• _Excerpt provided_:
Developed by Minerva
Each of the very impressive features of this peculiar wristwatch is enabled with its Caliber MB M67.40 with 86 jewels. This is an immensely complex hand-wound movement which is comprised of no less than 746 parts, of which 494 are used just for the metamorphosis feature which requires 50 of its independent segments to move in unison. In order to create the movement, Montblanc needed four years of development and construction of several patents. Caliber MB M67.40 has an in-house balance of a very large diameter (14.5 mm) with Phillips terminal curve and it operates at the rate of 18,800 vph. Its power reserve stores enough energy to keep the movement running for about 50 hours.

• _Required action 1_: In one to three sentences, explain what the excerpt on the Caliber MB M67.40 says makes the wristwatch's features possible, and what Montblanc needed in order to create that movement.
• _Required action 2_: Pick up the excerpt on the Caliber MB M67.40 movement right after its last sentence and continue it.

• _Given entries_:
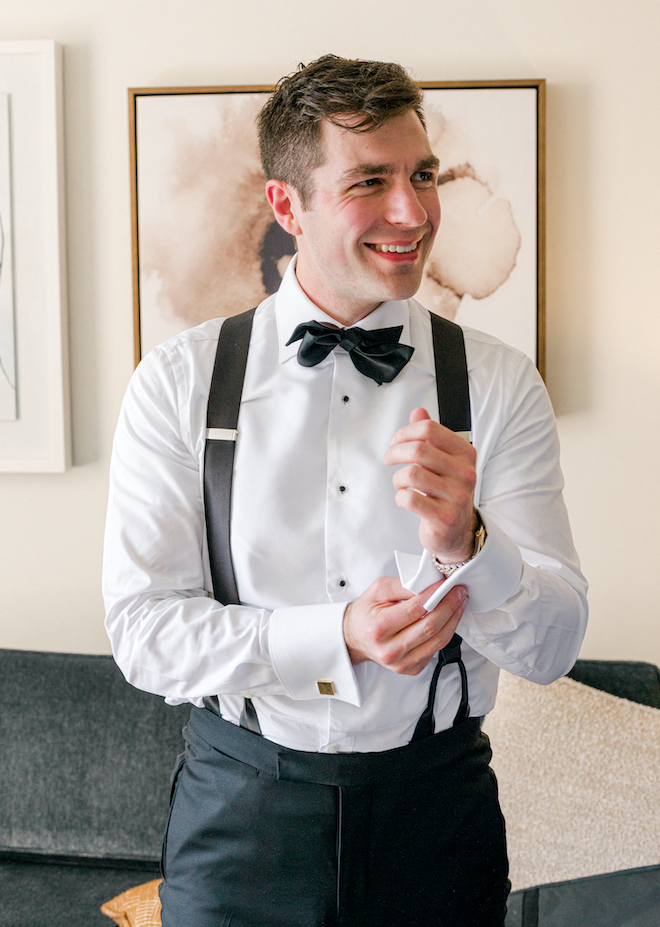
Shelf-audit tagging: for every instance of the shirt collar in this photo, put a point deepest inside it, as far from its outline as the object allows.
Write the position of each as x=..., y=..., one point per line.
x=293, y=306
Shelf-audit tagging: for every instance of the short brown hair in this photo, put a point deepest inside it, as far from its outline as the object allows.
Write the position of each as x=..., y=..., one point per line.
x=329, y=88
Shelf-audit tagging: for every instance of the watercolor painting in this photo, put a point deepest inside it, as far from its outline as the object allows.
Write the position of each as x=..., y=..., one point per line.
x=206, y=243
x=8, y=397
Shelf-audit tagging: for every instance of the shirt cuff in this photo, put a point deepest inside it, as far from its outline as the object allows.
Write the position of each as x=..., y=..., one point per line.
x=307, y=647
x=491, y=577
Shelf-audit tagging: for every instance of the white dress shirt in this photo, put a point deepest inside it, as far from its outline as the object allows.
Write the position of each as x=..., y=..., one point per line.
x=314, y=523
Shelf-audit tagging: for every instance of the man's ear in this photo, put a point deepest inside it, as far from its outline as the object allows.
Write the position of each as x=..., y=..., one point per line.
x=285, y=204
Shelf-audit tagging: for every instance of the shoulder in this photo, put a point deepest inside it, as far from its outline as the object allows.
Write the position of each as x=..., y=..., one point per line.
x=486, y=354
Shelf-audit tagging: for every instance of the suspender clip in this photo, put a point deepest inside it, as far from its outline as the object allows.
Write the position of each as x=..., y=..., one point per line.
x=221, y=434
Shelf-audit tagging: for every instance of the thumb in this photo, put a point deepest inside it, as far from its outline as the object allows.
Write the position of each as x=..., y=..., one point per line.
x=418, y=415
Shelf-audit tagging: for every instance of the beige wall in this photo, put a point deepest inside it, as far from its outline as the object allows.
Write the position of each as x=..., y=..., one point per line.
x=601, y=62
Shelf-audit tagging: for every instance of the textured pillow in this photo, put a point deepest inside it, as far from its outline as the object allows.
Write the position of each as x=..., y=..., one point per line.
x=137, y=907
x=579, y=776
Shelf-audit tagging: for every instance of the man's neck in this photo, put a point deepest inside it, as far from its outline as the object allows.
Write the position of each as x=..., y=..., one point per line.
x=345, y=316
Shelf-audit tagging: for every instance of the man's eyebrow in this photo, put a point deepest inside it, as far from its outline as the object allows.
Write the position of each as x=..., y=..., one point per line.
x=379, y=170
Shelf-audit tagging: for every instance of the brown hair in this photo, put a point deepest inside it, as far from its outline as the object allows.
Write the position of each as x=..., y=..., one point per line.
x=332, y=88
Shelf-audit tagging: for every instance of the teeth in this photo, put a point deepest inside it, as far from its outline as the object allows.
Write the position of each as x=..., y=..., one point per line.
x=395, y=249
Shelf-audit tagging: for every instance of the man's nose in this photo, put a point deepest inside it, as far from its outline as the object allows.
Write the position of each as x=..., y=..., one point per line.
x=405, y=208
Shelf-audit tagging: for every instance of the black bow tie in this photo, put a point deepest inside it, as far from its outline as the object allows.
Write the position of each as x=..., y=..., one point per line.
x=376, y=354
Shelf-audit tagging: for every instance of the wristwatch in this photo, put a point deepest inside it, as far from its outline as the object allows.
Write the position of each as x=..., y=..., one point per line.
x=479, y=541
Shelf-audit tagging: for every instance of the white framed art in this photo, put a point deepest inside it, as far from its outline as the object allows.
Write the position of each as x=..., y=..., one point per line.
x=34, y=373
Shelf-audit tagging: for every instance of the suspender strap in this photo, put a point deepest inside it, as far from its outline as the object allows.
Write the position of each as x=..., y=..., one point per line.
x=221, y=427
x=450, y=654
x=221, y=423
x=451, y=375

• _Task output 1_: Each of the wristwatch's features is enabled by its Caliber MB M67.40, a hand-wound movement with 86 jewels and 746 parts. To create this movement, Montblanc needed four years of development and the construction of several patents.

• _Task output 2_:
As all of this was not enough, there are even more impressive details about the watch’s caliber. Its chronograph feature is actually a mono-pussoir, since its starting, stopping and resetting are all performed with a single pusher. Additionally, it is a column-wheel chronograph with a horizontal clutch. These traits are not a surprise considering the collection and the section of the brand, which was entrusted with the development of the timekeeper. The watch stems from the Villeret 1858 collection which was formed after the brand acquired Minerva back in 2008. The renowned movement manufacturer with workshops in Villeret was among other things known for its distinctive range of chronographs whose DNA can be recognized in the new shape-shifting watch by Montblanc.
More accurately, Metamorphosis II stems from the Timewriter sub-section of the Villeret 1858 collection. This scarce lineage is reserved for the development and materialization of radical and innovative ideas of up-and-coming watchmakers. Behind these projects stands a team lead by Demetrio Cabiduu. The master watchmaker and his team make sure that these groundbreaking concepts come true in the best possible way, as it was the case with the watch that has the ability to transform its appearance.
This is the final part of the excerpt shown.